(Selected extract Opens)

Defects are errors found by testers before the product’s release. They represent unsatisfied user requirements. And if testers don’t detect them early enough, defects originate failures in the hands of final users.

This metric measures the code’s quality and gives you input for estimating software correction efforts. A high-quality code requires few corrections and is easier to maintain, scale, and evolve.

Don’t forget to offer your team members the opportunity to learn from defects they coded or didn’t detect during testing. That’s how they continuously improve their code and test practices, ending up getting better at their jobs.

This metric is often expressed as the number of defects per 1,000 lines of code.

Formula: [number of defects] / ([total lines of code] / 1,000)

Example: Ten defects in a total of 20,000 lines of code equals a defect density of 0.5 per 1,000 lines of code.

5. Mean Time to Detect (MTTD)

This quality metric is the average time it takes for your team to detect errors in a software product. 

A low MTTD indicates that, usually, your team is quick at finding errors. And the faster they find them, the faster they fix those errors. As a result, the system isn’t down for maintenance for too long, minimizing the impact of defects or failures on end users.

Calculating Time to Detect, Time Between Failures, and Time to Resolve

On the other hand, a high MTTD means your team must spend more time on quality assurance activities. It also means you need to allocate more resources to the product maintenance stage.

Although defect discovery and ticket management processes influence a product’s MTTD, the quality of the code has the same impact. Here’s why: A well-structured code is easier to navigate and debug, which is step number one to fixing an error.

Ask your team members to collect data on all errors, such as the day and time when they occurred and when someone reported them. Additionally, you can have the support of a time tracking system for your team members to log the time they took to fix the errors.

Formula: [total time to detect all errors during a time period] / [total number of errors], with [time to detect an error] = [day and time when it was detected] – [day and time when it occurred]

Example: In August 2023, an app produced 20 errors with a total detection time of 1,000 minutes, which equals an MTTD of 50 minutes.

6. Mean Time Between Failures (MTBF)

(Selected extract Closes)
(Information Opens)

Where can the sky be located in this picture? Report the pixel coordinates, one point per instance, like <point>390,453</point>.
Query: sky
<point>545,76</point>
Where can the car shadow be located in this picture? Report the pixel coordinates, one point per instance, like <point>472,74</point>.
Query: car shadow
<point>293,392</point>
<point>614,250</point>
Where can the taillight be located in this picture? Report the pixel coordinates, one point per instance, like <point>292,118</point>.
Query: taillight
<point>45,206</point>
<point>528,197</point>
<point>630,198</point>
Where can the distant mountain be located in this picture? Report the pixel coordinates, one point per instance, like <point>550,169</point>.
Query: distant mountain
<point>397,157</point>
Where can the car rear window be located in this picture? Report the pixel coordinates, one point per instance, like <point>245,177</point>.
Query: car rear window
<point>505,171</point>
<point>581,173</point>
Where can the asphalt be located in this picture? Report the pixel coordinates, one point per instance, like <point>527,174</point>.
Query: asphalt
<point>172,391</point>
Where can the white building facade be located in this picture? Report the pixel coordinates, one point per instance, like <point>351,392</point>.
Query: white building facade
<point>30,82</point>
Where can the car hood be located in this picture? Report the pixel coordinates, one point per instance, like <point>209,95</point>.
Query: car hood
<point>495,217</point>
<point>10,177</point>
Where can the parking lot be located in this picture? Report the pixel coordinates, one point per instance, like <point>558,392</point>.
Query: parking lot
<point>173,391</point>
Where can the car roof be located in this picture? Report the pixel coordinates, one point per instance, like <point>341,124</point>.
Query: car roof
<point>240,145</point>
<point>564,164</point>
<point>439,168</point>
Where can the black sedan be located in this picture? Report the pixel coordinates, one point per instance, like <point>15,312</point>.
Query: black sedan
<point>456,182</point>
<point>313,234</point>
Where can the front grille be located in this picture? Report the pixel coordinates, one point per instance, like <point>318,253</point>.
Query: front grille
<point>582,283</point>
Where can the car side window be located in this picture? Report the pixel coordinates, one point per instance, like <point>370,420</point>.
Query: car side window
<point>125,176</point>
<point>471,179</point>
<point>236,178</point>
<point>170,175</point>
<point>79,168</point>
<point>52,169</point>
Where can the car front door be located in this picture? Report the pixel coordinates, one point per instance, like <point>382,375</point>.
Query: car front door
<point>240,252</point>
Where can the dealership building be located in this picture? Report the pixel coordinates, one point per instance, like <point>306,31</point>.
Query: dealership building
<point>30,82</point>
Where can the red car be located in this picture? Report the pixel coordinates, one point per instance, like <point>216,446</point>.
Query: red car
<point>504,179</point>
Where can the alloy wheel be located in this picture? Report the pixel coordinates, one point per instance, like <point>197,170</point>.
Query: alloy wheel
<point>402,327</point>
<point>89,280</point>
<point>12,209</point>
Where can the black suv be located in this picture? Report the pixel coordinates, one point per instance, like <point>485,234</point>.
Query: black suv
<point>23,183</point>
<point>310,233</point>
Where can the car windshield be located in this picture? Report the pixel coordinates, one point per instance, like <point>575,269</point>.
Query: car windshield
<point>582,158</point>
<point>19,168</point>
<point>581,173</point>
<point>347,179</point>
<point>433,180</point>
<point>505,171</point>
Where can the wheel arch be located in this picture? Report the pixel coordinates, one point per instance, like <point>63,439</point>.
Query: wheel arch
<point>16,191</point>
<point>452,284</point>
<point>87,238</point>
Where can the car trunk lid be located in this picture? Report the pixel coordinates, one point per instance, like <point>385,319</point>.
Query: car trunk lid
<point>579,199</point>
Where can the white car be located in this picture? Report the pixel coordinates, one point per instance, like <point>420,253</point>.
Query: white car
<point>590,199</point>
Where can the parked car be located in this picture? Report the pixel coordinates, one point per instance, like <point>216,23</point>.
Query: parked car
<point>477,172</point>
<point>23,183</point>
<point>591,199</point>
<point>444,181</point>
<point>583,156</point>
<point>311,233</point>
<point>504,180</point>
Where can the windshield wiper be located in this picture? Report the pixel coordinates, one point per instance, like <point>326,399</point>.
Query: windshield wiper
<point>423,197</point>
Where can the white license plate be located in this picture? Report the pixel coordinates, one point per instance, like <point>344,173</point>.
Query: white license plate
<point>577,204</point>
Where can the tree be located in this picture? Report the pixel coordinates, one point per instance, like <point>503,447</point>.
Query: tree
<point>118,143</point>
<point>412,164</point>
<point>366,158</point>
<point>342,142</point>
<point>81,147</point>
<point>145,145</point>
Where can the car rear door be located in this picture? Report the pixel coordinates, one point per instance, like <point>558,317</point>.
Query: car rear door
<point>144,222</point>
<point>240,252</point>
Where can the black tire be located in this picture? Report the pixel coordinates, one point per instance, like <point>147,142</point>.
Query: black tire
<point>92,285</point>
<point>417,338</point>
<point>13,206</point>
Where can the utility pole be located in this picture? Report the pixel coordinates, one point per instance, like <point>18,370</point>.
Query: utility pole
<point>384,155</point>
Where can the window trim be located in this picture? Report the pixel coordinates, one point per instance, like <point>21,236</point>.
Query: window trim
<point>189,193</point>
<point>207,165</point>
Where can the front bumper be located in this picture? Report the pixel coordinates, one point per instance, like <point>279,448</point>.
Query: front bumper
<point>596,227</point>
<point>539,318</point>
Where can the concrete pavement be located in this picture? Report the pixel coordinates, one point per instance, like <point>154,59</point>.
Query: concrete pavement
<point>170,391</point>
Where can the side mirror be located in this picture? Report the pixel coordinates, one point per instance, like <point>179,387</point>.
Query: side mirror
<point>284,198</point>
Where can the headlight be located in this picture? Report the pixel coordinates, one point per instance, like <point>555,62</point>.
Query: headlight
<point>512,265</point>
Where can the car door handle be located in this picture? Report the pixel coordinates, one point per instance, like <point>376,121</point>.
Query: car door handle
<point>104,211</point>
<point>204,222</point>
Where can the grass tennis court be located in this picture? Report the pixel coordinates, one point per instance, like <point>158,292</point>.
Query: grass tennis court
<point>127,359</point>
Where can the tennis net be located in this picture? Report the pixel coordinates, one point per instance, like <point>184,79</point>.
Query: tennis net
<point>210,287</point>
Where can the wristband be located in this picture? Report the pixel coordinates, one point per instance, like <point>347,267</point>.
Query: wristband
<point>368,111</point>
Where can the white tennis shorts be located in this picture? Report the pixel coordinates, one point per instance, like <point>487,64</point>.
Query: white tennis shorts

(Information Closes)

List of tasks =
A. In the software quality metrics extract, how is defect density often expressed?
B. Retype the software quality metrics extract, everything from "Example: In August" down to "Between Failures (MTBF)".

Answer section =
A. As the number of defects per 1,000 lines of code.

B.
Example: In August 2023, an app produced 20 errors with a total detection time of 1,000 minutes, which equals an MTTD of 50 minutes.

6. Mean Time Between Failures (MTBF)